EXERCISE OBJECTIVE: Repeat word for word the line with "Where can the bush" and every line after it until the records below run out.

○ ○ ○ ○ ○

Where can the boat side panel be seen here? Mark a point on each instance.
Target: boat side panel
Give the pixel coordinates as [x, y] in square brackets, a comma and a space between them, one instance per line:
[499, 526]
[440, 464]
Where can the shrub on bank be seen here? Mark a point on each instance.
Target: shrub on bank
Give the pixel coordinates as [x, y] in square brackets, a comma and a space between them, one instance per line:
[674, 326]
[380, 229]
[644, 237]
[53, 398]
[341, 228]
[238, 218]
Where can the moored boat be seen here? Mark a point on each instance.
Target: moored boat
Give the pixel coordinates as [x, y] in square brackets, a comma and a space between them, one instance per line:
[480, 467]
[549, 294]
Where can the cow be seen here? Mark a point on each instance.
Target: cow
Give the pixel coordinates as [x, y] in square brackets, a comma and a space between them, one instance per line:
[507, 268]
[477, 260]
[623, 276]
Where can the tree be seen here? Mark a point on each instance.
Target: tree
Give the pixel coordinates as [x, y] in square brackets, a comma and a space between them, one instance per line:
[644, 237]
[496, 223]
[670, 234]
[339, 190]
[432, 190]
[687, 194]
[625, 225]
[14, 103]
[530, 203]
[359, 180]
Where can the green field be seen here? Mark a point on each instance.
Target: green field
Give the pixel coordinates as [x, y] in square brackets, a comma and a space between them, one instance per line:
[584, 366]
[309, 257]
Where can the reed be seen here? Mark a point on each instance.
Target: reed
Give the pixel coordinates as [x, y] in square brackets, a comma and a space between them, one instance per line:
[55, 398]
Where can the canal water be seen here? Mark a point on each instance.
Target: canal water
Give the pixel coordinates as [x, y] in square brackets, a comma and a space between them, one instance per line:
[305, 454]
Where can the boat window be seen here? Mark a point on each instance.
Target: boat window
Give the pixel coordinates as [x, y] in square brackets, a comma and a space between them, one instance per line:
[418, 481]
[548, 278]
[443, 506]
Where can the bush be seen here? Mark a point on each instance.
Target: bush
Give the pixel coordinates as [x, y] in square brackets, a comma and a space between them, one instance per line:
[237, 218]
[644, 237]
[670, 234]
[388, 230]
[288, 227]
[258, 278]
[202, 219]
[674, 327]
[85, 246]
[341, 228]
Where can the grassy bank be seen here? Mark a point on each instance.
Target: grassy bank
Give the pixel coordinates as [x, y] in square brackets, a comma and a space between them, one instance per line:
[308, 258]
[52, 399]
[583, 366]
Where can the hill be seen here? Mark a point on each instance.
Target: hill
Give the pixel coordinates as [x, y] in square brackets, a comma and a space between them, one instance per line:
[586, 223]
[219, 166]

○ ○ ○ ○ ○

RESPONSE AREA:
Where can the bush be seen here? Mark a point on each instance.
Target: bush
Give the pixel coordinates as [x, y] in square brackets, a comma and a space between them, one instance per line:
[237, 218]
[644, 237]
[670, 234]
[388, 230]
[288, 227]
[258, 278]
[202, 219]
[674, 327]
[85, 246]
[341, 228]
Where can the grassy bank be seen here? Mark a point on each instance.
Target: grassy bank
Give the pixel coordinates as [x, y] in square brackets, a comma and a space between them, one instance per line:
[308, 258]
[52, 399]
[583, 366]
Where can the hill be seen here? Mark a point on each instance.
Target: hill
Give the pixel coordinates as [x, y] in square brackets, a comma and a space between them, one instance per line:
[586, 223]
[219, 166]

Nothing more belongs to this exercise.